===== Input data
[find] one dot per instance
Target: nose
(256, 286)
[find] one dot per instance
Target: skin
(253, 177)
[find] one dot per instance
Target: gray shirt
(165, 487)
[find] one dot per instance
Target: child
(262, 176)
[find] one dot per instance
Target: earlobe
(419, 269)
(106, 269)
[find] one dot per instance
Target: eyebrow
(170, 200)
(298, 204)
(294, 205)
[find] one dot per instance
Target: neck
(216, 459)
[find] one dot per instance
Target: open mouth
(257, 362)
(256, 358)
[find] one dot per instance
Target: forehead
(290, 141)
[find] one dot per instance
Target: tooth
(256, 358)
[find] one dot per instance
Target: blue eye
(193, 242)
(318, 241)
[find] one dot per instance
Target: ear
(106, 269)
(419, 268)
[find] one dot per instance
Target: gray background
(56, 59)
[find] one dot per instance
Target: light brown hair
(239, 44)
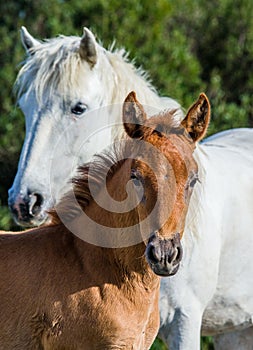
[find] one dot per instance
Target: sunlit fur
==========
Task prompt
Please keep every line of the data the same when you reproduce it, and keep every picture out.

Output of the exercise
[find] one dot per instance
Target: nose
(256, 286)
[find] one dot per instance
Target: skin
(253, 177)
[find] one dot per instance
Target: gray shirt
(165, 487)
[find] one dot per instance
Target: child
(262, 176)
[find] one dot per instance
Target: earlobe
(419, 269)
(106, 269)
[find] one dot per instance
Target: eyebrow
(170, 200)
(298, 204)
(294, 205)
[find] one dot per instance
Target: neck
(216, 459)
[find] one dot per instance
Target: open mouth
(257, 362)
(256, 358)
[find] one dot per instance
Target: forehead
(290, 141)
[find] one dot per instance
Target: tooth
(256, 358)
[find] one dot per instance
Target: blue eye
(193, 242)
(318, 241)
[find] one dot per instance
Target: ear
(106, 269)
(419, 268)
[find] one dot per instance
Target: gray background
(56, 59)
[find] one dot per instance
Target: light brown hair
(239, 44)
[find] one dot per instance
Target: sunlit fur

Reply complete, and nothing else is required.